### TEXTAUSZUG
Kommentar& auf Mainz&: Bürokraten ohne Empathie und Menschenverstand untergraben das Vertrauen in den Staat
Da bleibt einem die Spucke weg: Da wird eine junge Frau, schwanger und mit Diabetes, dazu mit hohen Blutzuckerwerten, mitten in der Nacht aus der Mainzer Uniklinik geholt. Sie wird ins Autoverfrachtet, mit Gewalt in einen Flieger getragen – und schließlich samt 1,5 Jahre altem Son nach durchwachter Nacht einfach am Bahnhof Hannover ausgesetzt. Mit Hausschuhen an den Füßen. Ohne ausreichend Geld, um wieder nach Hause zu kommen. Und während das Gepäck fröhlich durch die Republik zurückgondelt, kann die Frau sehen, wo sie bleibt.
In was für einer Republik leben wir eigentlich?
Wer immer das getan hat, wer immer dafür die Verantwortung trägt: Haben die eigentlich noch einen Funken menschlichen Mitgefühls?
Aber nein: Wieder einmal ziehen sich alle auf ihre „Pflichterfüllung“ zurück, bescheinigt jeder dem anderen, einen „richtigen“ Job gemacht zu haben. Auch wenn dieser Fall nach recht und Gesetz verlaufen sein sollte – richtig war das Vorgehen auf keinen Fall. Und was macht die zuständige Landrätin? Flüchtet sich in Floskeln. Weicht aus. Kein einziger klarer Satz zur Situation. Nicht einmal Entsetzen ließ sich Dorothea Schäfer auf der Pressekonferenz am Montag anmerken. Und man fragt sich: Geht’s noch? Wie kann man angesichts eine solchen Falls kein Entsetzen empfinden? Keine klaren Worte zur Durchführung einer solchen Aktion – egal, ob man sie jetzt verteidigt oder verurteilt?

### DATENAUSZUG
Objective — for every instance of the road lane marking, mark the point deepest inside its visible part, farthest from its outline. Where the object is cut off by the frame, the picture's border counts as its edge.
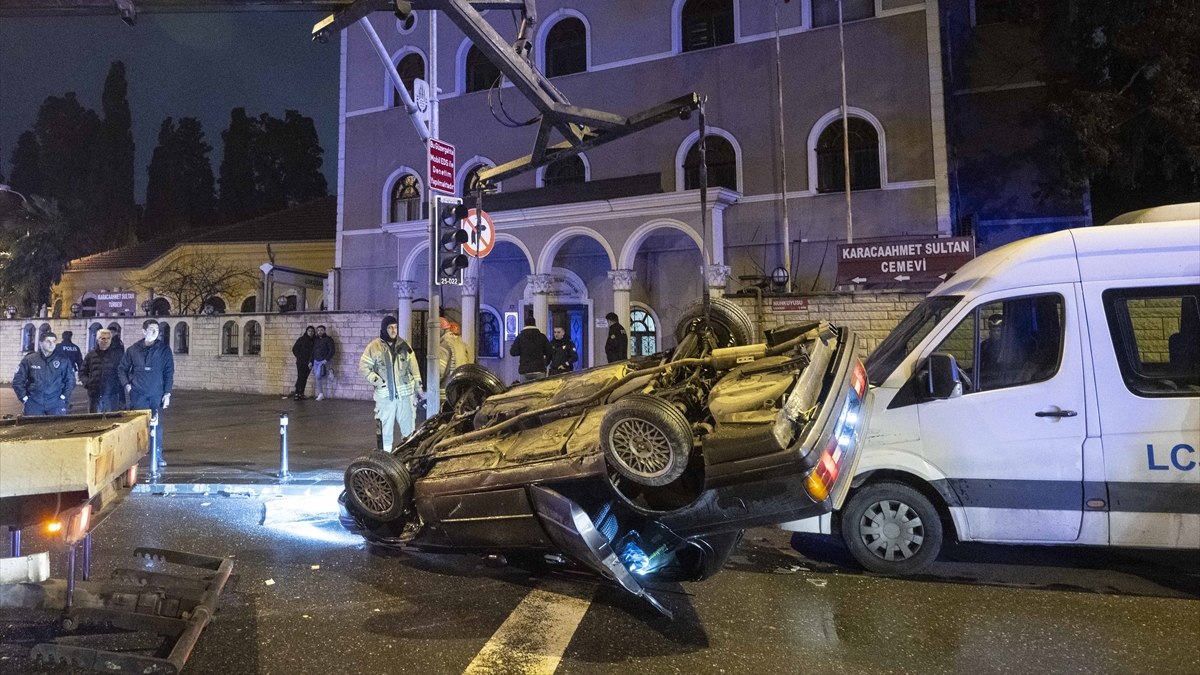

### AUFGABENSTELLUNG
Gib den ganzen Kommentar Wort für Wort wieder. Halte dich ausschließlich an den Kommentar.

### LÖSUNG
Kommentar& auf Mainz&: Bürokraten ohne Empathie und Menschenverstand untergraben das Vertrauen in den Staat
Da bleibt einem die Spucke weg: Da wird eine junge Frau, schwanger und mit Diabetes, dazu mit hohen Blutzuckerwerten, mitten in der Nacht aus der Mainzer Uniklinik geholt. Sie wird ins Autoverfrachtet, mit Gewalt in einen Flieger getragen – und schließlich samt 1,5 Jahre altem Son nach durchwachter Nacht einfach am Bahnhof Hannover ausgesetzt. Mit Hausschuhen an den Füßen. Ohne ausreichend Geld, um wieder nach Hause zu kommen. Und während das Gepäck fröhlich durch die Republik zurückgondelt, kann die Frau sehen, wo sie bleibt.
In was für einer Republik leben wir eigentlich?
Wer immer das getan hat, wer immer dafür die Verantwortung trägt: Haben die eigentlich noch einen Funken menschlichen Mitgefühls?
Aber nein: Wieder einmal ziehen sich alle auf ihre „Pflichterfüllung“ zurück, bescheinigt jeder dem anderen, einen „richtigen“ Job gemacht zu haben. Auch wenn dieser Fall nach recht und Gesetz verlaufen sein sollte – richtig war das Vorgehen auf keinen Fall. Und was macht die zuständige Landrätin? Flüchtet sich in Floskeln. Weicht aus. Kein einziger klarer Satz zur Situation. Nicht einmal Entsetzen ließ sich Dorothea Schäfer auf der Pressekonferenz am Montag anmerken. Und man fragt sich: Geht’s noch? Wie kann man angesichts eine solchen Falls kein Entsetzen empfinden? Keine klaren Worte zur Durchführung einer solchen Aktion – egal, ob man sie jetzt verteidigt oder verurteilt?